Rows from a dataset:
-------

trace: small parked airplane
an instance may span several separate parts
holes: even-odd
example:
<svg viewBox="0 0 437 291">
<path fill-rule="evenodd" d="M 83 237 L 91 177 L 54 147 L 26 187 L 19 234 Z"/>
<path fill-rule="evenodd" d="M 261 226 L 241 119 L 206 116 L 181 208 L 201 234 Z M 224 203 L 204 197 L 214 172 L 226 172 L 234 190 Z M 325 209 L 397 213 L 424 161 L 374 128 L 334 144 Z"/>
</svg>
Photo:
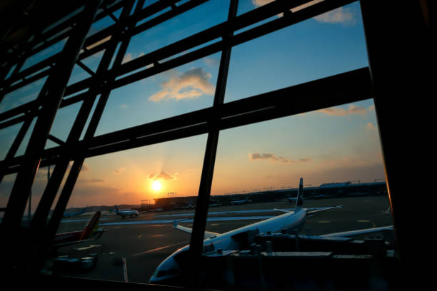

-------

Aim
Print all of the material above line for line without any changes, leaving out the pictures.

Correct answer
trace: small parked airplane
an instance may span several separate parts
holes: even-odd
example:
<svg viewBox="0 0 437 291">
<path fill-rule="evenodd" d="M 83 237 L 91 177 L 54 147 L 26 187 L 19 234 Z"/>
<path fill-rule="evenodd" d="M 261 226 L 241 119 L 206 116 L 181 208 L 201 234 Z M 224 203 L 204 197 L 214 172 L 226 172 L 234 190 Z M 325 209 L 397 213 L 424 161 L 374 128 L 334 144 Z"/>
</svg>
Photo:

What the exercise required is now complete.